** begin Supplied material **

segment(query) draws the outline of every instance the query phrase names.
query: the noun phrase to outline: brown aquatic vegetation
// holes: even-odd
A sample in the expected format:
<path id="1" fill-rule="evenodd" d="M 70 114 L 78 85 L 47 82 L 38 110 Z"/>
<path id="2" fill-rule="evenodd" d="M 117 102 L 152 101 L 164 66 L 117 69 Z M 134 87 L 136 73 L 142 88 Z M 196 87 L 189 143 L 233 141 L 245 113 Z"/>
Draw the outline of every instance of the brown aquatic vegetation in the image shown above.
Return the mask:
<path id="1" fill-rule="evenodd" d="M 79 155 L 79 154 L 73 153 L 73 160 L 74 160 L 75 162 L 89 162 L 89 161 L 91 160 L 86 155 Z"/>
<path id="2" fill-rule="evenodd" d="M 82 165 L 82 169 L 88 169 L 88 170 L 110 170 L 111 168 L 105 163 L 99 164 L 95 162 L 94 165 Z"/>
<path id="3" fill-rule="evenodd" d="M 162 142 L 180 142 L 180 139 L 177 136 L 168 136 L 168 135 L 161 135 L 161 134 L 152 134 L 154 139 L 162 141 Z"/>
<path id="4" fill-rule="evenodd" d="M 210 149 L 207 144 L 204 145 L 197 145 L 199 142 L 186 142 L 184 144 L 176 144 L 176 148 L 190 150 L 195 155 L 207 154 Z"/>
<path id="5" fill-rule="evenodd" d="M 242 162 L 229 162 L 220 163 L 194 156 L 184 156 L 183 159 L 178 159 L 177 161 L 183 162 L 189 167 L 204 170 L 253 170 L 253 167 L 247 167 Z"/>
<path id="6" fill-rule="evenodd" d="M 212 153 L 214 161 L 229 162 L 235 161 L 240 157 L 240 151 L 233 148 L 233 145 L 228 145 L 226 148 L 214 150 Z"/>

** end Supplied material **

Required work
Rewrite the material from its first line through the line that contains "70 114 L 78", swapping "noun phrase" for "descriptive phrase" and leaving everything else unchanged. Give only those lines.

Exercise result
segment(query) draws the outline of every instance the query phrase names.
query: the descriptive phrase to outline: brown aquatic vegetation
// holes: even-odd
A sample in the expected format:
<path id="1" fill-rule="evenodd" d="M 70 114 L 78 85 L 47 82 L 38 110 Z"/>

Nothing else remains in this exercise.